>> START Input records

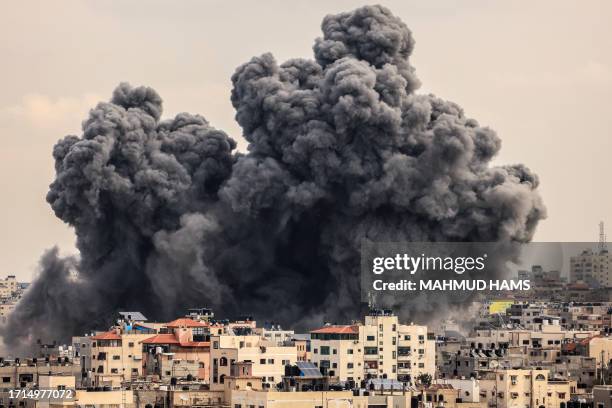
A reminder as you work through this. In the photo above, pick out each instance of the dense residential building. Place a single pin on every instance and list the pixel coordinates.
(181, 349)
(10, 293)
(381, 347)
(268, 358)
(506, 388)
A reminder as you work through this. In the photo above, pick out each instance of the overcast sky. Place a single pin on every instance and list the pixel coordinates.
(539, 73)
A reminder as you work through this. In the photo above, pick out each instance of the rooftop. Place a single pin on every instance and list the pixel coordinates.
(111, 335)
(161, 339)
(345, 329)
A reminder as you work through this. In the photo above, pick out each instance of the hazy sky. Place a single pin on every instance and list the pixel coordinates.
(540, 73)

>> END Input records
>> START Input records

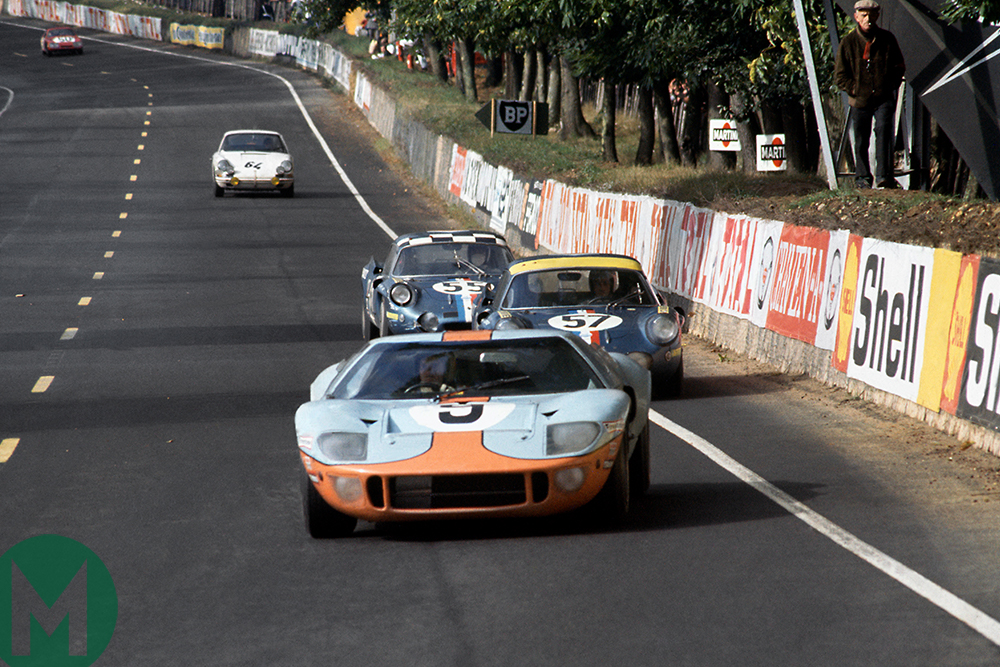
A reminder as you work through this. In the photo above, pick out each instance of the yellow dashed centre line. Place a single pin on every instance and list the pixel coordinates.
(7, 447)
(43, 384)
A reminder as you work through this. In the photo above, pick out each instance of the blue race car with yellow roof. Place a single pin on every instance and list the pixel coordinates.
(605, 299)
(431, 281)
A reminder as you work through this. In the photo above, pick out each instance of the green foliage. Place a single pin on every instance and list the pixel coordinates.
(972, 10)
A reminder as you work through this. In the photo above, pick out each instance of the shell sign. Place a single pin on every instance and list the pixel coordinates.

>> END Input records
>> START Input records

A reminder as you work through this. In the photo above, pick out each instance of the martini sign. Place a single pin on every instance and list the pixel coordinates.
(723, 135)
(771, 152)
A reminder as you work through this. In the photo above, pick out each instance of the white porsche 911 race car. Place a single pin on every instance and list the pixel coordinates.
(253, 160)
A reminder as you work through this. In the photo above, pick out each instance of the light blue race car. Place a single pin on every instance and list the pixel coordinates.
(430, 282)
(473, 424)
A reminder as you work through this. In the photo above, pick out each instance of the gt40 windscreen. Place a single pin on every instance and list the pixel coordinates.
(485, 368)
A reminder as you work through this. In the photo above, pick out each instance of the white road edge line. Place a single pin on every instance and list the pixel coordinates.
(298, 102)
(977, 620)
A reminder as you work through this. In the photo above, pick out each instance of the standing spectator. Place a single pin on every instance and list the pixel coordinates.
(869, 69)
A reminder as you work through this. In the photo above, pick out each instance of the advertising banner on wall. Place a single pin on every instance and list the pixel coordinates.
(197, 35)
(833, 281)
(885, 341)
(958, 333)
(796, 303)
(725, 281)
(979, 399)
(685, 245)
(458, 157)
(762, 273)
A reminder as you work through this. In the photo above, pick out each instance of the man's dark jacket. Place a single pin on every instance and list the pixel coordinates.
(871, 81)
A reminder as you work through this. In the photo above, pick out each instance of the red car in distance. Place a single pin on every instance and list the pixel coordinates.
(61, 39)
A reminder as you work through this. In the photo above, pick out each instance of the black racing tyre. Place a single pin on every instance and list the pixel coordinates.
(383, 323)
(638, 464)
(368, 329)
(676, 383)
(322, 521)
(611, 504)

>> END Input records

--- Short task ---
Reproduce the rows without alteration, beginning with the line that contains "of the yellow" and continuing through the line that contains "of the shell", both included.

--- Exercise result ---
A reminder as you work through this. In the photo above, pick out each instance of the yellow dashed centre line. Place a single pin on every instance and list the pixel coordinates.
(7, 447)
(43, 384)
A reminder as you work through this. In the photo above, pick out each instance of the blue race car with yellow roof. Place a single pin on every instance and list the pixel coordinates.
(605, 299)
(431, 281)
A reminder as you work through this. In the photo above, pick out each instance of the green foliage. Place a single pin on every instance and list the pixel coordinates.
(972, 10)
A reminder as you work through this. In the photo above, pick out each instance of the shell sign. Place a single pin on every instance and list the pixel coordinates.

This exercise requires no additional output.